(Set task): Reproduce the lines below without any change, beginning with the first line and continuing through the line that contains "x=393, y=163", including both.

--- begin Entries provided ---

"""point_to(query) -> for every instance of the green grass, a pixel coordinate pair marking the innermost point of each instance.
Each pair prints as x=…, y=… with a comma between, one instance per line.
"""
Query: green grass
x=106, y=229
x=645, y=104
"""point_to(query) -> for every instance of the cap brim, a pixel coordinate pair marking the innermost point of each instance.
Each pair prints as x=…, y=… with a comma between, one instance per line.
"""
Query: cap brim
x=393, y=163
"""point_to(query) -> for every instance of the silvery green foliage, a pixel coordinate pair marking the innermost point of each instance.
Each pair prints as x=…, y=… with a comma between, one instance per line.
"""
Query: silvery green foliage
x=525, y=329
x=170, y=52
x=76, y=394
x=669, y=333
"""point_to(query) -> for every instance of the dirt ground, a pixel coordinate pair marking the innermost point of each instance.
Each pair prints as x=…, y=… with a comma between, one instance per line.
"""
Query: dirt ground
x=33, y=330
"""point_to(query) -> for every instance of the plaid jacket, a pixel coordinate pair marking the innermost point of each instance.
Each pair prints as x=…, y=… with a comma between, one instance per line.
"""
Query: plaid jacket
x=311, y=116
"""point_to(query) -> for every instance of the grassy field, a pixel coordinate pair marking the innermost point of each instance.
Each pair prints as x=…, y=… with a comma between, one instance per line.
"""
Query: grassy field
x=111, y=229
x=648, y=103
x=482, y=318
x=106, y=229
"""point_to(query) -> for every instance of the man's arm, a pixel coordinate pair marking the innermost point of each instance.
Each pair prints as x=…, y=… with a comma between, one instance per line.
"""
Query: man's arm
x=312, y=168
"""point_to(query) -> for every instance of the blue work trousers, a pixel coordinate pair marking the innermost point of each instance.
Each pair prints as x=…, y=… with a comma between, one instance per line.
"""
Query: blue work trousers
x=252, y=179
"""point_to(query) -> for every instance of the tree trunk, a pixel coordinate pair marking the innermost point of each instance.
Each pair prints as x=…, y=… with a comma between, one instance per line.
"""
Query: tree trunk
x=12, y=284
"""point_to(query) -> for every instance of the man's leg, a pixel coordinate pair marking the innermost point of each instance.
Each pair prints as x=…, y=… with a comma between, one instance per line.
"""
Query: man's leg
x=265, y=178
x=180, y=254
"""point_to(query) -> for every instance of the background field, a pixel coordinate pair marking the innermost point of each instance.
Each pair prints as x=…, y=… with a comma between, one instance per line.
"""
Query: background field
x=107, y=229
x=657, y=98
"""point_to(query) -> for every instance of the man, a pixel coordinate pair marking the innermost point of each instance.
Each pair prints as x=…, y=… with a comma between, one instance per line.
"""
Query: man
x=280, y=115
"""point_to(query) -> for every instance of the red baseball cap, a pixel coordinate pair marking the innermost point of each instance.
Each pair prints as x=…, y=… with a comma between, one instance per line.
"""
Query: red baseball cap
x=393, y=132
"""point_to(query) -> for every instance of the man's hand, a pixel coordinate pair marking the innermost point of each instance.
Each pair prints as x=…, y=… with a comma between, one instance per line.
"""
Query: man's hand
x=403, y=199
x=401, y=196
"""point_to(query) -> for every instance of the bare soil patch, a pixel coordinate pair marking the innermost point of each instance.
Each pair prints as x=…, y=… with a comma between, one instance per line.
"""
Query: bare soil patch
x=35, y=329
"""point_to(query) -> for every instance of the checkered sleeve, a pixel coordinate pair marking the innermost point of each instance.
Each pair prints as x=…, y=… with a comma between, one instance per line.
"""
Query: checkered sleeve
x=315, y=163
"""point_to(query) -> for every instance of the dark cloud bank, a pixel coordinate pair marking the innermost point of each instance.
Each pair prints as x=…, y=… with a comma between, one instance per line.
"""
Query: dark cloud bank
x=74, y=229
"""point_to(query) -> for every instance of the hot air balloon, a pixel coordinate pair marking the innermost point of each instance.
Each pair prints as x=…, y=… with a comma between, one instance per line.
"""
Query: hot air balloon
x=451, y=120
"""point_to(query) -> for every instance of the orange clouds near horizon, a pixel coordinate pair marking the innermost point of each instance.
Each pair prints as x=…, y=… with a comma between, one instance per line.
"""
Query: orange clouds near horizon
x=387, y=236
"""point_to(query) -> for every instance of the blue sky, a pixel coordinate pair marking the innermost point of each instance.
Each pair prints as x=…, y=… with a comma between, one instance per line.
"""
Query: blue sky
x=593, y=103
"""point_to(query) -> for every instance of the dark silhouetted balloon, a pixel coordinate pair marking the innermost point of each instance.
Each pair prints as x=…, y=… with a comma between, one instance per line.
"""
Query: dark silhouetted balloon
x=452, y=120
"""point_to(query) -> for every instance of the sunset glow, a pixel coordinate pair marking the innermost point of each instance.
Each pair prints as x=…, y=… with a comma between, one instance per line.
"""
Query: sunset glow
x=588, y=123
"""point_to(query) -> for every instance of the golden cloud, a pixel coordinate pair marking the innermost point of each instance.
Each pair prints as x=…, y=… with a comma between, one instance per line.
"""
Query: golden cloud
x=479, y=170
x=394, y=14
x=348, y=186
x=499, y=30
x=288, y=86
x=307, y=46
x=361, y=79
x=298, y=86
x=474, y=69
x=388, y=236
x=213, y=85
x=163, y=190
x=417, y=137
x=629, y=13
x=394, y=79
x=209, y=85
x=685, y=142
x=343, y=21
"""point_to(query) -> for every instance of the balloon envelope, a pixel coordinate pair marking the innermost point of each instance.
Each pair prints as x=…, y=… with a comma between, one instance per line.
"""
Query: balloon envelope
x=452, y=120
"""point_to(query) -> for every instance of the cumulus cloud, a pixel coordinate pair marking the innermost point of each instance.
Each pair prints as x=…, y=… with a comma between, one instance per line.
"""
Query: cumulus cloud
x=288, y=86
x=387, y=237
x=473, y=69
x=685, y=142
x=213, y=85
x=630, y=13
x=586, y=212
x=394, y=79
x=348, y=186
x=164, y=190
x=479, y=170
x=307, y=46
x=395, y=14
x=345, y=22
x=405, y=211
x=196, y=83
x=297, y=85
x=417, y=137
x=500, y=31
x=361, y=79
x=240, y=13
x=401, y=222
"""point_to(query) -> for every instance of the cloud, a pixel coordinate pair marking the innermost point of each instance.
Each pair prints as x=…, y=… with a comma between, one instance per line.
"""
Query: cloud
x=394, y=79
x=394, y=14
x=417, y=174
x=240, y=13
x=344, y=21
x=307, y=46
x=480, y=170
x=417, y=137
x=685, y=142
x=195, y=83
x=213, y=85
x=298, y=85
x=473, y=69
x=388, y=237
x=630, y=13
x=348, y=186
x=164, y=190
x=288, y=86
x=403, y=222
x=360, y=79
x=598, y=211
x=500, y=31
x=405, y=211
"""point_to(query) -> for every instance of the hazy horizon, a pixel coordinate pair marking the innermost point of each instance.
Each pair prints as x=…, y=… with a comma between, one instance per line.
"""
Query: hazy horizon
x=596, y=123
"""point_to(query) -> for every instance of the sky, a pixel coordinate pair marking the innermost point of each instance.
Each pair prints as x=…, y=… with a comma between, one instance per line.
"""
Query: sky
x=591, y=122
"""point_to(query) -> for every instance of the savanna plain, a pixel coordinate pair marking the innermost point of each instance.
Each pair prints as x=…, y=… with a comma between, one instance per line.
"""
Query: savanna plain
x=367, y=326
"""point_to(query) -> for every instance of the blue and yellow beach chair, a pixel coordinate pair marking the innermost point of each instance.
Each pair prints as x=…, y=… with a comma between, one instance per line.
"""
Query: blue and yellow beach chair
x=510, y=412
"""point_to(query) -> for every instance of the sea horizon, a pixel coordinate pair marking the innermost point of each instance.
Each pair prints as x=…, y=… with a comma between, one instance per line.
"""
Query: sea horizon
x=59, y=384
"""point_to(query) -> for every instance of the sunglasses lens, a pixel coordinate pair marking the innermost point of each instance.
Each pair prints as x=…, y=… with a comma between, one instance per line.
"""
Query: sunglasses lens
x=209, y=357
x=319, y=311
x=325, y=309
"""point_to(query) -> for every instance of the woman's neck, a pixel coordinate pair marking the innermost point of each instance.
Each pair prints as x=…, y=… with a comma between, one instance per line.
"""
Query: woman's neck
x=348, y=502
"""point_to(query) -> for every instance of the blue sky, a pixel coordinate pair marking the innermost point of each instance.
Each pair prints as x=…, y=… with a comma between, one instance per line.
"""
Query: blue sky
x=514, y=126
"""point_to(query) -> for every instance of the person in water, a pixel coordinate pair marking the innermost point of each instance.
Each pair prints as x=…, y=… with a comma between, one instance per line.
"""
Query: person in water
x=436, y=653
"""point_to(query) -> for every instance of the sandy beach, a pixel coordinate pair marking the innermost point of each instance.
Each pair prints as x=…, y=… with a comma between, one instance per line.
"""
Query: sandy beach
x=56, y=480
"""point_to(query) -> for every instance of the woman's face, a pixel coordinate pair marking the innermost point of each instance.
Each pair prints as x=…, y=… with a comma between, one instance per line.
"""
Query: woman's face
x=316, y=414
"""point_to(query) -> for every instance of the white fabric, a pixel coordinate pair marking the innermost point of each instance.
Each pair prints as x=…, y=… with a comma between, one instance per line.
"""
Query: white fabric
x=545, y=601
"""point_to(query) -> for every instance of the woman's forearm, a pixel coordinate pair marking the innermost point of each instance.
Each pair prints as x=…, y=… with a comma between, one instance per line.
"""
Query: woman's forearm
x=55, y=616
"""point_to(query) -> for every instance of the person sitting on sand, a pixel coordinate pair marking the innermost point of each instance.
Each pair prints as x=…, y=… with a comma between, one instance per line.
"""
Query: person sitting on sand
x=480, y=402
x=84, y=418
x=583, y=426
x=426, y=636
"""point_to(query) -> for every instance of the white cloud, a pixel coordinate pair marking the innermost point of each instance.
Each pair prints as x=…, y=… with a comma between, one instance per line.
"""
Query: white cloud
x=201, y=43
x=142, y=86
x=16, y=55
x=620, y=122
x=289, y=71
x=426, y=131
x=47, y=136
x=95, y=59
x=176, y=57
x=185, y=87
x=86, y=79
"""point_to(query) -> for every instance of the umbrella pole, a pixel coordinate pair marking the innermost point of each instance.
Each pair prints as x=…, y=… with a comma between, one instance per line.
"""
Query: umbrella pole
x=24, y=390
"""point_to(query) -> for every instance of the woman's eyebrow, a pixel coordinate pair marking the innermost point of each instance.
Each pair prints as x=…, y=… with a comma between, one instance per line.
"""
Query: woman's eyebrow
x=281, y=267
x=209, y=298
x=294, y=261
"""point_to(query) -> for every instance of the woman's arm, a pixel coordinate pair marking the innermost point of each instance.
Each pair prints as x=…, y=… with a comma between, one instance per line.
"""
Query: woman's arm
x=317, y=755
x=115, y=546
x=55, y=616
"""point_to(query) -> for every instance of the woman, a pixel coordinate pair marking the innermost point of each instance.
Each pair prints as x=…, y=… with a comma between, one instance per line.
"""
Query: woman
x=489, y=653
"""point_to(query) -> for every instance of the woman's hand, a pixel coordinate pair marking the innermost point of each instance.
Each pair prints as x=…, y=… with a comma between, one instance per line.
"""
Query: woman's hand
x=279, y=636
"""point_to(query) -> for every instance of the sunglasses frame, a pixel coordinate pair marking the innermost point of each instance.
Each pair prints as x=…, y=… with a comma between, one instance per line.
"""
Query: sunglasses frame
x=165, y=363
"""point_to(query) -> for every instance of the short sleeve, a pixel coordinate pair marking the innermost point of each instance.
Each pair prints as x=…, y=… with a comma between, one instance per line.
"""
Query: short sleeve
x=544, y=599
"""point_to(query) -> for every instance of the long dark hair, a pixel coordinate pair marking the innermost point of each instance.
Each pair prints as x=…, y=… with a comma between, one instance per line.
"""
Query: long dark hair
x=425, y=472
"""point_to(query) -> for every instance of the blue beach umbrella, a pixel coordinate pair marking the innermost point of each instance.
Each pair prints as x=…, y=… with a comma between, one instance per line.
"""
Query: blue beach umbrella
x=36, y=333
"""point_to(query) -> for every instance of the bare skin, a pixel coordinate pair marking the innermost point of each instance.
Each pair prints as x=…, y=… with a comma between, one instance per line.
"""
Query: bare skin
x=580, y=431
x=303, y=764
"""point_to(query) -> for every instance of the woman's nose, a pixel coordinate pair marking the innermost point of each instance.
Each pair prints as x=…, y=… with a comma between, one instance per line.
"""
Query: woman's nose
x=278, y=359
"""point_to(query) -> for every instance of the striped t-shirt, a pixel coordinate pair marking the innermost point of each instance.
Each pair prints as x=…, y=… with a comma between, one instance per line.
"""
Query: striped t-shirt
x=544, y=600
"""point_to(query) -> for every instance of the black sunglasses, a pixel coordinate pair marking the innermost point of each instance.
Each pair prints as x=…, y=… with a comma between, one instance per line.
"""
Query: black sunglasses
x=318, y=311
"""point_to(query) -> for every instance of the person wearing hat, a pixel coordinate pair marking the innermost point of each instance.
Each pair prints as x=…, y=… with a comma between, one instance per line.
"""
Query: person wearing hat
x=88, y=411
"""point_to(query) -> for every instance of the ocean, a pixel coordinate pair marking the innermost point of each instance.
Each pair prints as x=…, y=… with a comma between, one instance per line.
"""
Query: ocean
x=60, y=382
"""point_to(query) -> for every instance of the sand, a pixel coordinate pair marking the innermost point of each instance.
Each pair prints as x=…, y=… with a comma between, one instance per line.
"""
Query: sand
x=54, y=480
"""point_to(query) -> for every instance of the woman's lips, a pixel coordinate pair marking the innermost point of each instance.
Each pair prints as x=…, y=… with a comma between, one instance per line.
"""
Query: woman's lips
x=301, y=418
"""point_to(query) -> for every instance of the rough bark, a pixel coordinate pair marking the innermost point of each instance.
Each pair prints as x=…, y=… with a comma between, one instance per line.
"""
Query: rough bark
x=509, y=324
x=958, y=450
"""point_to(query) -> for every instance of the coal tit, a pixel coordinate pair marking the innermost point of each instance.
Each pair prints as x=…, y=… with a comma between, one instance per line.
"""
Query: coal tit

--- end Entries provided ---

(Answer to the problem):
"""point_to(query) -> for every instance of the green grass, a pixel coordinate pair marking the innermost point of each instance.
Each pair prints as x=…, y=… with a comma between, one instance per line.
"""
Query: green grass
x=106, y=229
x=645, y=104
"""point_to(query) -> for every instance of the cap brim, a pixel coordinate pair marking the innermost point of each instance.
Each pair prints as x=…, y=… with a comma between, one instance per line.
"""
Query: cap brim
x=393, y=163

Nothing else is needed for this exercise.